# GESELECTEERD FRAGMENT

"""

Themabijeenkomst over Wijkeconomie

 

Met een daarvoor speciaal belegde themabijeenkomst is het begrip Wijkeconomie nader onder de aandacht gebracht. De Kamer van Koophandel Delft fungeerde als gastheer van een discussiemiddag die het samen met de gemeente Delft en de Ondernemers Federatie Delft op touw zette. Met Delft als model luisterde een aantal prominente genodigden naar sprekers vanuit vier verschillende disciplines. Ook was er ruimte voor discussie. Opvallend discussiepunt:: wat is de juiste definitie van wijkeconomie?

"""

# BESCHIKBARE GEGEVENS
"""

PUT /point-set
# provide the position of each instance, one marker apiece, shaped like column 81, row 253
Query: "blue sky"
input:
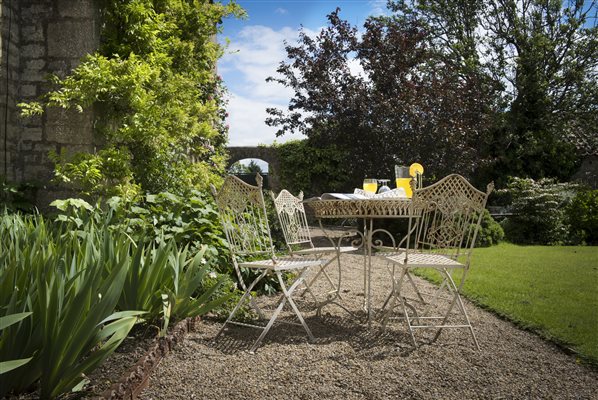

"""

Welke organisatie trad volgens het geselecteerde fragment op als gastheer van de discussiemiddag over wijkeconomie?

# SCHRIFTELIJK ANTWOORD
De Kamer van Koophandel Delft.